Text block:
My partner and I have been eating a lot of good food recently, much to the disappointment of my healthcare team and our mortgage deposit. This morning’s late start for my partner found us at STIX, a farm to table café with a much appreciated all-day menu.
We started with the potato hash ($8). I couldn’t stop her. For what it’s worth, these were great. These were extremely buttery and luscious, multi-layered with a thin crispy of an exterior and a soft interior. Pretty tasty.
The smoked trout rillettes ($24) with fennel and kohlrabi remoulade, celery, pickled eschallot, apricot jam and sourdough toast was next. I enjoyed the taste and texture of this dish, as something I could not dream of making myself. The base of sourdough bread was nice and crusty, with good structural integrity and able to carry the weight of its toppings with ease. The brightness, freshness and crunchiness of the celery was excellent with the more creamy textures of the remoulade and trout rillette. The taste and texture of the rillette, something difficult to make or find outside of a restaurant, were both good, and a reasonable volume was provided with our order.

Information shown:
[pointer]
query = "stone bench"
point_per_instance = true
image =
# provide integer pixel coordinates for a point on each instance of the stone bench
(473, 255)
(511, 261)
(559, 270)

Parts of the exercise:
- a) Could you quote the STIX café review verbatim, starting with the words containing "We started with" and ending with "interior. Pretty tasty."?
- b) What does the STIX café review say, summed up in two sentences?

Activity answers:
- a)
We started with the potato hash ($8). I couldn’t stop her. For what it’s worth, these were great. These were extremely buttery and luscious, multi-layered with a thin crispy of an exterior and a soft interior. Pretty tasty.

- b) After a late start, the writer and a partner went to STIX, a farm to table café with an all-day menu, and began with the $8 potato hash, which was buttery and multi-layered with a thin crispy exterior and a soft interior. Next came the $24 smoked trout rillettes on sourdough toast, praised for the crusty bread that held its toppings, the bright, crunchy celery against the creamy remoulade and rillette, and a reasonable portion.